start Task inputs

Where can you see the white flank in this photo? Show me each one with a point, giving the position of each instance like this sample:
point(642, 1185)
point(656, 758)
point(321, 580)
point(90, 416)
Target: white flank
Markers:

end Task inputs

- **Problem description**: Rewrite the material above as a JSON list of strings, one string for each line, and leave out any blank lines.

- **Solution to the exercise**:
[
  "Where can you see the white flank in this photo? Show me each one with a point, giving the position of each instance like this sample:",
  "point(642, 1185)",
  "point(656, 758)",
  "point(321, 580)",
  "point(90, 416)",
  "Target: white flank",
  "Markers:"
]